[Collected data]
**********
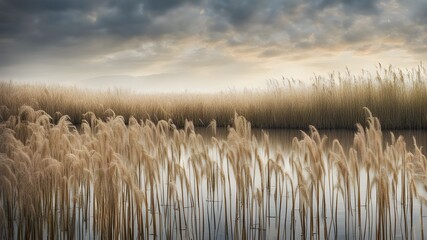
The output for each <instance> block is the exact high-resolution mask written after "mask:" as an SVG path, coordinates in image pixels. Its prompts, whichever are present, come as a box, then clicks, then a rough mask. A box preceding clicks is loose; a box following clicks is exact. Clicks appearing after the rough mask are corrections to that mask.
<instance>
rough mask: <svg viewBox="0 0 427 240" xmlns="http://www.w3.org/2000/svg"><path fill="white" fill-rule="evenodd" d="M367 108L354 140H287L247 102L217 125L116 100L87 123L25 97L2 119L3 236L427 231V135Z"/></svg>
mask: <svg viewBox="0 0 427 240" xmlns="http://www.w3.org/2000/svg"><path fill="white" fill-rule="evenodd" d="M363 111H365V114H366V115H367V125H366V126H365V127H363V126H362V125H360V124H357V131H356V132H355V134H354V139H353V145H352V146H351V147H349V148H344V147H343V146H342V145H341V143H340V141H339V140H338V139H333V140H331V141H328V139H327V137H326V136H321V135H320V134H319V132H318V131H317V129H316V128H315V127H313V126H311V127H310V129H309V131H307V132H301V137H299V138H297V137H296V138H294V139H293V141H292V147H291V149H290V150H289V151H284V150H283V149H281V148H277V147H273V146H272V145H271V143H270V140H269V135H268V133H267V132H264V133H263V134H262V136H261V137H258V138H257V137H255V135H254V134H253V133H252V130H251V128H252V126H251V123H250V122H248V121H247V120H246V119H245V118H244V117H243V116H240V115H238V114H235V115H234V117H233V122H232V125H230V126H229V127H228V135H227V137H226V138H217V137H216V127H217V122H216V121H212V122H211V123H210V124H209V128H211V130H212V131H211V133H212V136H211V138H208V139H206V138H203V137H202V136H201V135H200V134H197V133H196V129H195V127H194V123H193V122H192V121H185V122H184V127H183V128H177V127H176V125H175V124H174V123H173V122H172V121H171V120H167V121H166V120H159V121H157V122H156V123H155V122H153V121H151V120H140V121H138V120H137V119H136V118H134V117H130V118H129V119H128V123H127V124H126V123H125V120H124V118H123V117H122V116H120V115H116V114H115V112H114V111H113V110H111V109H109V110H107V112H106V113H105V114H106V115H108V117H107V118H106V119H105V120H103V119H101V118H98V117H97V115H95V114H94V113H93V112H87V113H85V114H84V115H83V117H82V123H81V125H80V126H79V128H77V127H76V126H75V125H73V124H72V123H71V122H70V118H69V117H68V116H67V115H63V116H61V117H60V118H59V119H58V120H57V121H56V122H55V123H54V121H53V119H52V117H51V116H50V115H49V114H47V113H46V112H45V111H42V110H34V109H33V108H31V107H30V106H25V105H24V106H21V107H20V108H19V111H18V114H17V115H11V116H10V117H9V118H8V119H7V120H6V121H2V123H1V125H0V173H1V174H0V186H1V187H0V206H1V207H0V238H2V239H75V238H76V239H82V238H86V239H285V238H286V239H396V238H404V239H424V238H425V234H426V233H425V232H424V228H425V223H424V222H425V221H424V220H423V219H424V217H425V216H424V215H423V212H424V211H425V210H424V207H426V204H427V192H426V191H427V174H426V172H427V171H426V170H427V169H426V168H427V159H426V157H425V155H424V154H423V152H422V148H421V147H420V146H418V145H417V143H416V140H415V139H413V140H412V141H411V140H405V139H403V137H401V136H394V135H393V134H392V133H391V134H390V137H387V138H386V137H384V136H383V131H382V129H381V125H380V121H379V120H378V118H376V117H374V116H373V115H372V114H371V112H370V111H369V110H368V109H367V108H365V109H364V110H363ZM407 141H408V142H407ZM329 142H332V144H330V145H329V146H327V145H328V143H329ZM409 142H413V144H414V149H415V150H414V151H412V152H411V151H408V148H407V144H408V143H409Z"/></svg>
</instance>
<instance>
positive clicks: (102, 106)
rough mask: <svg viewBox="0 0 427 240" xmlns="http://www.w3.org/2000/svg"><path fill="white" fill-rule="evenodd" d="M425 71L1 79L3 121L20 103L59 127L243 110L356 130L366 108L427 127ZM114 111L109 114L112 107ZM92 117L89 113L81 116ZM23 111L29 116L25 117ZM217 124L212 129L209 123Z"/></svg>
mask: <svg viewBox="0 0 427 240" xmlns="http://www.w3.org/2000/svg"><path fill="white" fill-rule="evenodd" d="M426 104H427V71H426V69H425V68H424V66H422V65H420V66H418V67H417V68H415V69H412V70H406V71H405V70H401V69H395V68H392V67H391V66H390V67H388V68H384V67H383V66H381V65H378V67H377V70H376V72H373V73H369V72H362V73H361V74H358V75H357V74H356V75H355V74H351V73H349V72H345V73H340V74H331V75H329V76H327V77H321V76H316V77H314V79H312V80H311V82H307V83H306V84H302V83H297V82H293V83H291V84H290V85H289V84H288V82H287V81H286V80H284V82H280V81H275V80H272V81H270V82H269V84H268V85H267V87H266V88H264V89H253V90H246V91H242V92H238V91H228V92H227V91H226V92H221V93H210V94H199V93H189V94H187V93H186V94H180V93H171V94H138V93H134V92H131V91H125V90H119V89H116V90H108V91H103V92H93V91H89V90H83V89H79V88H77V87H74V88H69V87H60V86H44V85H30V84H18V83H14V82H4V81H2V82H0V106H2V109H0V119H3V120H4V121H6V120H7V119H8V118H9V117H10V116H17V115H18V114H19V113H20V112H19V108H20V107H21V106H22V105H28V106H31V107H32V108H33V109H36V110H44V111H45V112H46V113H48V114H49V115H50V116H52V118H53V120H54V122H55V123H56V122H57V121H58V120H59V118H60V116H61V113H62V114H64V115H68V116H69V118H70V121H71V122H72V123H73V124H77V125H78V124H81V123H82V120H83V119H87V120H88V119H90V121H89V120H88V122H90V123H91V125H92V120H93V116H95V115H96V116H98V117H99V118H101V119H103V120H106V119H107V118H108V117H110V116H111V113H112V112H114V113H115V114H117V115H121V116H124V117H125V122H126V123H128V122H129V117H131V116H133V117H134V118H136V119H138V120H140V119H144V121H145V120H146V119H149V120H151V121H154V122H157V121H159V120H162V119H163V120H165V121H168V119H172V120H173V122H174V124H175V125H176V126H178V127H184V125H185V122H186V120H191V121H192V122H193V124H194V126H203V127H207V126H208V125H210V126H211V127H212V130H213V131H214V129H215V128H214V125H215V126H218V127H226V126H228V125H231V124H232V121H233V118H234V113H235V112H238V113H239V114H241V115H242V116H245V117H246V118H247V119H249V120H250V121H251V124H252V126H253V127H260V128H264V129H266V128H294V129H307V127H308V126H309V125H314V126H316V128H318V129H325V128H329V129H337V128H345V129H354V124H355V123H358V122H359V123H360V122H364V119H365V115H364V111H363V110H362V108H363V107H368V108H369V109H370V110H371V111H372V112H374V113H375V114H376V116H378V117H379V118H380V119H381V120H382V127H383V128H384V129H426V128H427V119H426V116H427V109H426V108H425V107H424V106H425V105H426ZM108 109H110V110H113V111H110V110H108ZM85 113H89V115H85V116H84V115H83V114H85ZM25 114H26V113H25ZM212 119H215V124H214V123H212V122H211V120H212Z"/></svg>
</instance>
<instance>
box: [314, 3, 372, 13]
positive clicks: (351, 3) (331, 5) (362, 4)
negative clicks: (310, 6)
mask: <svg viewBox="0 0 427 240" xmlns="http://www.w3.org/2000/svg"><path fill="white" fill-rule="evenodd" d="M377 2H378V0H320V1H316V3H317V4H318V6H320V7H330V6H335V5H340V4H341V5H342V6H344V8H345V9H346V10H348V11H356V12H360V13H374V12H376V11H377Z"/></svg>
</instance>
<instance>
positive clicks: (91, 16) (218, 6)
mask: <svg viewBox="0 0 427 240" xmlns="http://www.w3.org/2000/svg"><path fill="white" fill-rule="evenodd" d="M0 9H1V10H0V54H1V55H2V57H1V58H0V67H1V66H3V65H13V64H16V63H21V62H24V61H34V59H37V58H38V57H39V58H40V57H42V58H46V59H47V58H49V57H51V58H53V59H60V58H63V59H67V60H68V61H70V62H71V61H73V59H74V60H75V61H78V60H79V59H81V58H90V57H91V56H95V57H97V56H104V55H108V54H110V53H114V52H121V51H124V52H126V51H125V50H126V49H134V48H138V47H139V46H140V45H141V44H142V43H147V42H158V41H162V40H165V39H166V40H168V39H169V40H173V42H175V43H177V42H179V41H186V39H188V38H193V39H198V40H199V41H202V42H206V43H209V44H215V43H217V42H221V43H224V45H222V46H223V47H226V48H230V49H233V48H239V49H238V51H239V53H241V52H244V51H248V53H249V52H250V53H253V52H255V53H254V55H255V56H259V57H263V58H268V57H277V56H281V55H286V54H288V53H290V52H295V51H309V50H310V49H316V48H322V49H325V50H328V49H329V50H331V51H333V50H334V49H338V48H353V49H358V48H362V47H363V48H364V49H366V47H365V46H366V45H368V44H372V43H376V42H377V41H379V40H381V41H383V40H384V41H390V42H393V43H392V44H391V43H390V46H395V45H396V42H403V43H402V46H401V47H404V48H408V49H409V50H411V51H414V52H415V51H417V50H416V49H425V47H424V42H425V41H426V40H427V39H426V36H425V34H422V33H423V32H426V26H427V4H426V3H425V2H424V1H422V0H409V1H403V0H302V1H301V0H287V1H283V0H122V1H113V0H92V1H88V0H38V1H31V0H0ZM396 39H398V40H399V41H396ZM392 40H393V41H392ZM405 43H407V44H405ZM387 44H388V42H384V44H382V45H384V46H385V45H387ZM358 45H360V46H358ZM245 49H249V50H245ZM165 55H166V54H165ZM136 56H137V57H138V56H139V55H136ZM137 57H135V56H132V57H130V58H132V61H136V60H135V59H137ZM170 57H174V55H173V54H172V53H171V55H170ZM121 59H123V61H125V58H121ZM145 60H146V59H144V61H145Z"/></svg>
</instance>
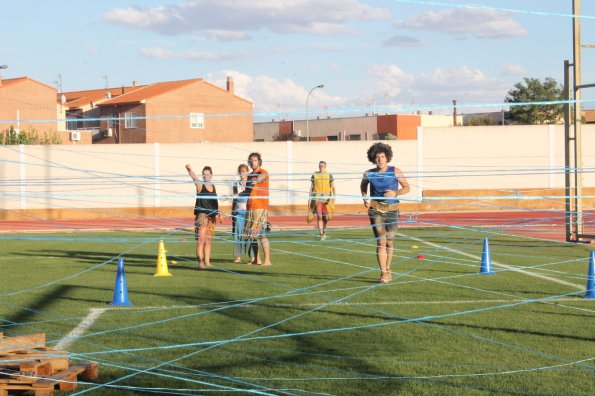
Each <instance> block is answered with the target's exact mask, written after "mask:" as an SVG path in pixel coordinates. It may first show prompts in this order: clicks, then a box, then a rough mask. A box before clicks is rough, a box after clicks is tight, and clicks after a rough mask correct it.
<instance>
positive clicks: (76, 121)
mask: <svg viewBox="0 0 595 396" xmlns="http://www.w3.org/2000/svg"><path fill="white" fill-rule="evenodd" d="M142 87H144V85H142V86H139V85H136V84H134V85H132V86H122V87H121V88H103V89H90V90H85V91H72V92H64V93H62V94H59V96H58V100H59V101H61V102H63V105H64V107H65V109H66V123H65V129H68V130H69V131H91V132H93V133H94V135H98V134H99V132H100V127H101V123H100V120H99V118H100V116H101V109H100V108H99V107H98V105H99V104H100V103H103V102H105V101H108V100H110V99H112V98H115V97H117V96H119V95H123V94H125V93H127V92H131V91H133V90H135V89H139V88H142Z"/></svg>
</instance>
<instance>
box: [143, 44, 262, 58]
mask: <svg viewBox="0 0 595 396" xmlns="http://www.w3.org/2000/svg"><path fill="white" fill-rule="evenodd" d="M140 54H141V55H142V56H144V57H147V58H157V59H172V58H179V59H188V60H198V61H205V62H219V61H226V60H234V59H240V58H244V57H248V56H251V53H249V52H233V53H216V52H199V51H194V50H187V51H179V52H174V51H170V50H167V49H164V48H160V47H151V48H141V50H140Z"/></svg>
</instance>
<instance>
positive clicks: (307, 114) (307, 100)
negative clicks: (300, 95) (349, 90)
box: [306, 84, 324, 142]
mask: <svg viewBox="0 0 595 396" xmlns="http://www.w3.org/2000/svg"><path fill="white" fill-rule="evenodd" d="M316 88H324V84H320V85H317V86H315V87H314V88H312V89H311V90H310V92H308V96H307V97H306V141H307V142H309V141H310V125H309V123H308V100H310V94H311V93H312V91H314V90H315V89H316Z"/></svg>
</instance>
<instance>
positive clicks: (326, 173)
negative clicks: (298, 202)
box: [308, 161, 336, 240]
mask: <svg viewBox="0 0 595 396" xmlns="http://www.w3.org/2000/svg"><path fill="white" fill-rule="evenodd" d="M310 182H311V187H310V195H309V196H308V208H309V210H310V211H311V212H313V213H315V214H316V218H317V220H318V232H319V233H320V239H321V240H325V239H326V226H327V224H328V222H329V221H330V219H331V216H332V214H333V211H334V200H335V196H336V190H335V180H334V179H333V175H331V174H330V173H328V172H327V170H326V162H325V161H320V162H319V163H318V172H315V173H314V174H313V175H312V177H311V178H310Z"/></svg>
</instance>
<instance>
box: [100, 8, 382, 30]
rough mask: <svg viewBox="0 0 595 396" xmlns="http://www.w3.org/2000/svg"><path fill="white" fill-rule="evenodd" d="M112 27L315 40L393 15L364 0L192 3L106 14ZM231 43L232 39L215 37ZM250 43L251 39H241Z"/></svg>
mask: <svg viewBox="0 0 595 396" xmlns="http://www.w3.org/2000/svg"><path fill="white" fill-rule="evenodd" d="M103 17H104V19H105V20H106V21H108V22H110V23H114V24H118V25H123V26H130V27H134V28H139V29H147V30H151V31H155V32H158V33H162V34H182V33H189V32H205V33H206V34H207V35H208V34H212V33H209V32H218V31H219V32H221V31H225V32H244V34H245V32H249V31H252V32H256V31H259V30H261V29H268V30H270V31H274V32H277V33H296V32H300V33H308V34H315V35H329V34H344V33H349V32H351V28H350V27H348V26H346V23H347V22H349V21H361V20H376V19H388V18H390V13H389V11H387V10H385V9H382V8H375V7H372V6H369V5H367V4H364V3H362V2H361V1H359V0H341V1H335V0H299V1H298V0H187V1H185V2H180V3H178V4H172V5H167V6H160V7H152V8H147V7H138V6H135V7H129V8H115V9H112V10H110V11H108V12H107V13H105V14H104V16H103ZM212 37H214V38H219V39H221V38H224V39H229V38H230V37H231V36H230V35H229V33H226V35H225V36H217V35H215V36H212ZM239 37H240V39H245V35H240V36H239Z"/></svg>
**********
- _Problem details_
Return every line holding the word "coordinates" from the records.

- _Answer section_
The output for each <instance> block is the exact high-resolution mask written after "mask:" as an SVG path, coordinates in image pixels. Its prompts, whichever are present, come as a box, then clicks, then a rough mask. A box preceding clicks is loose; a box following clicks is exact. Clicks appearing after the rough mask are corrections to that mask.
Each <instance> block is answered with the target's exact mask, written after "mask:" as an SVG path in pixel coordinates. It may first show prompts in this order: clicks, then a box, then a rough mask. A box before clicks is rough, a box after clicks is tight, and clicks after a rough mask correct it.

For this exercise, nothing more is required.